- **What you will do**
The entries below should be quoted exactly, with no pictures carried over.
Start
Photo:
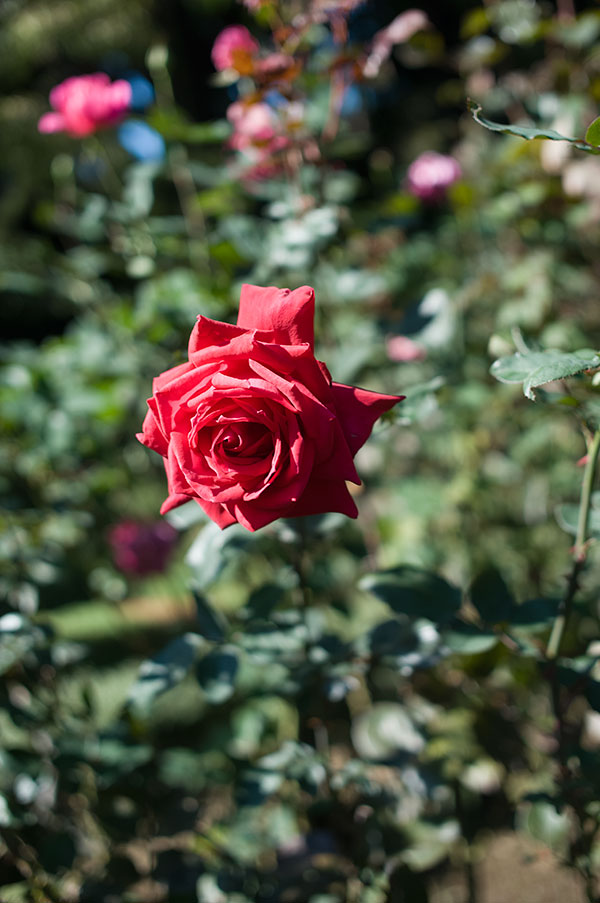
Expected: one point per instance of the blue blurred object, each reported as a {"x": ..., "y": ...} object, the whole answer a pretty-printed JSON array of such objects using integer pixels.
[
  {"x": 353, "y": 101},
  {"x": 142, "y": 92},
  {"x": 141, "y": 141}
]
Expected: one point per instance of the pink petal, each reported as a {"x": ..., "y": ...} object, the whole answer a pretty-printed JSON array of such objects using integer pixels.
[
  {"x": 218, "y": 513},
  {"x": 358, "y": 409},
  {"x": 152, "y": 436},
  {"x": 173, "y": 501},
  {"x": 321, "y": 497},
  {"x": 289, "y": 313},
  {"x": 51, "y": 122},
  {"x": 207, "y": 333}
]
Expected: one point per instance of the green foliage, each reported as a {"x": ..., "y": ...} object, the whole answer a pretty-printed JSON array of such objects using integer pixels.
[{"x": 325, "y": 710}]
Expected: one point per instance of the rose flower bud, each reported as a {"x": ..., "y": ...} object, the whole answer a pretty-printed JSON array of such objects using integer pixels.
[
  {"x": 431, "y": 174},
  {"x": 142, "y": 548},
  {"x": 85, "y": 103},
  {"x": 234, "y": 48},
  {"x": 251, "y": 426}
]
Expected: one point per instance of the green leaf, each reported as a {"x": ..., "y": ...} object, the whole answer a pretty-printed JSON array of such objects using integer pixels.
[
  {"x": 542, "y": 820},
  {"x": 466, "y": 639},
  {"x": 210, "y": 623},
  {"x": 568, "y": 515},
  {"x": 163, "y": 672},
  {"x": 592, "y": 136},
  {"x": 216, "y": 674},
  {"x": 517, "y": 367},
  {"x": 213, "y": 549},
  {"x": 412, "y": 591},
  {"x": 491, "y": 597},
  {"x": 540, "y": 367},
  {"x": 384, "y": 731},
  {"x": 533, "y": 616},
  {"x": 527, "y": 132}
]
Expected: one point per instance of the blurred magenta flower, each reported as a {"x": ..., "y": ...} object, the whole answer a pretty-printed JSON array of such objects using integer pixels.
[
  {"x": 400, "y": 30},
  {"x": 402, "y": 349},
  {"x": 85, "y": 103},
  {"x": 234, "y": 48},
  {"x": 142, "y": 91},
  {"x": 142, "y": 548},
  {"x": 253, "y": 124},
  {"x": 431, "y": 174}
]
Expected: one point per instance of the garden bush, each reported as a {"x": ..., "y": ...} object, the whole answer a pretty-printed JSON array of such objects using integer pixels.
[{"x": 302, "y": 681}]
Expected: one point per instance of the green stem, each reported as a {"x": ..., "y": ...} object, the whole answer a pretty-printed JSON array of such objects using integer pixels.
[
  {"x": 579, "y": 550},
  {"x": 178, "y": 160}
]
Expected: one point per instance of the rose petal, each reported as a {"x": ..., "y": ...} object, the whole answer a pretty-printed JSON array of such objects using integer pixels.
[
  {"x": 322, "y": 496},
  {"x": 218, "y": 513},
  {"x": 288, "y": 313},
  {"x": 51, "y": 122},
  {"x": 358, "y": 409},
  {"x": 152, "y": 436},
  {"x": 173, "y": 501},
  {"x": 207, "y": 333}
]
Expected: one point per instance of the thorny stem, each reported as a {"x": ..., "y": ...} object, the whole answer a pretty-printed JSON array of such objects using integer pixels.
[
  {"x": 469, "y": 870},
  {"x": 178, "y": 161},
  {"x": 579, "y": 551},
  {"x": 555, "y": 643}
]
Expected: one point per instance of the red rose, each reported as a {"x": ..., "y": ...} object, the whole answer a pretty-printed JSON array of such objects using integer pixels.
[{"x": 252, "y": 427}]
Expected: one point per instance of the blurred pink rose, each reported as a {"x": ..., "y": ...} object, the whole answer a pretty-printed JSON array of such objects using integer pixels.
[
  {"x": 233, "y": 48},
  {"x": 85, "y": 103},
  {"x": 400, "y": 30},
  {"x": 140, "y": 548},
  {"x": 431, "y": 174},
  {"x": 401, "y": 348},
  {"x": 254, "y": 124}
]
End
- **Answer to this problem**
Photo:
Expected: one point per instance of the blue blurred object, each reported as a {"x": ..., "y": ...} object, the whole answer a pretty-printed JSON array of such objects using integer pixels.
[
  {"x": 353, "y": 101},
  {"x": 142, "y": 92},
  {"x": 141, "y": 141}
]
Expected: one point per instance of the pink petal, each reported as a {"x": ..., "y": ...} object, the whole answer a pretty-printed JSON array of such objects using integer pixels.
[
  {"x": 218, "y": 513},
  {"x": 358, "y": 409},
  {"x": 152, "y": 436},
  {"x": 173, "y": 501},
  {"x": 321, "y": 497},
  {"x": 289, "y": 313},
  {"x": 51, "y": 122},
  {"x": 207, "y": 333}
]
Expected: one point per instance of the green foliage, each reported as a {"x": ..., "y": ...} object, the whole answer a pretty-printed JSON array of such objects using integer pixels.
[{"x": 325, "y": 710}]
Expected: one point per instance of the rose flower bud, each reported as a {"x": ..., "y": ...} object, the whole answer a pretty-printed JSON array of such objects using integer pixels.
[
  {"x": 431, "y": 174},
  {"x": 142, "y": 548},
  {"x": 85, "y": 103},
  {"x": 234, "y": 48},
  {"x": 251, "y": 426}
]
Expected: one point per instance of the green leaf, each reported as a {"x": ..., "y": ...} object, the whole answer a pretty-printed JSON array of such objects using integer pixels.
[
  {"x": 542, "y": 820},
  {"x": 466, "y": 639},
  {"x": 210, "y": 623},
  {"x": 568, "y": 515},
  {"x": 163, "y": 672},
  {"x": 592, "y": 136},
  {"x": 216, "y": 674},
  {"x": 517, "y": 367},
  {"x": 213, "y": 549},
  {"x": 412, "y": 591},
  {"x": 491, "y": 597},
  {"x": 540, "y": 367},
  {"x": 384, "y": 731},
  {"x": 533, "y": 616},
  {"x": 527, "y": 132}
]
Expected: one point per instance of the blurred magenta flower, each reported as a {"x": ..., "y": ...} object, the whole answer a pretty-printed JSON array of such objects using integer pixels.
[
  {"x": 400, "y": 30},
  {"x": 402, "y": 349},
  {"x": 85, "y": 103},
  {"x": 234, "y": 48},
  {"x": 142, "y": 91},
  {"x": 142, "y": 548},
  {"x": 253, "y": 124},
  {"x": 431, "y": 174}
]
Expected: one point per instance of the garden bush, each reported as a {"x": ..., "y": ...} object, the whole answer a pretty-printed JSON array of such objects using integer pixels.
[{"x": 302, "y": 681}]
Expected: one point per instance of the green stem, each reported as a {"x": ..., "y": ...} object, the whole answer a pretty-printed JSON array of such objects using integer pixels.
[
  {"x": 579, "y": 550},
  {"x": 178, "y": 160}
]
Expected: one point per instance of the rose petal, each reported as a {"x": ..., "y": ...} object, the whole answer a pretty-printed JSON array of such objects using integer pixels.
[
  {"x": 322, "y": 496},
  {"x": 218, "y": 513},
  {"x": 288, "y": 313},
  {"x": 51, "y": 122},
  {"x": 358, "y": 409},
  {"x": 152, "y": 436},
  {"x": 173, "y": 501},
  {"x": 207, "y": 333}
]
Expected: one point per instance of the thorny stem, each reported as a {"x": ..., "y": ...} object, the whole answer a pretty-printed JSON array of such objects using integer pixels.
[
  {"x": 469, "y": 870},
  {"x": 178, "y": 161},
  {"x": 579, "y": 551},
  {"x": 555, "y": 643}
]
Expected: one point per instance of the red rose, each reported as a {"x": ..., "y": ...} object, the whole answer a pretty-printed JSON array of such objects using integer pixels.
[{"x": 252, "y": 427}]
Expected: one point per instance of the blurred pink rose, each reported as a {"x": ..., "y": ...} object, the whole answer a pretty-printed JSON array of such objects using integer pixels.
[
  {"x": 233, "y": 48},
  {"x": 85, "y": 103},
  {"x": 400, "y": 30},
  {"x": 140, "y": 548},
  {"x": 431, "y": 174},
  {"x": 401, "y": 348},
  {"x": 254, "y": 124}
]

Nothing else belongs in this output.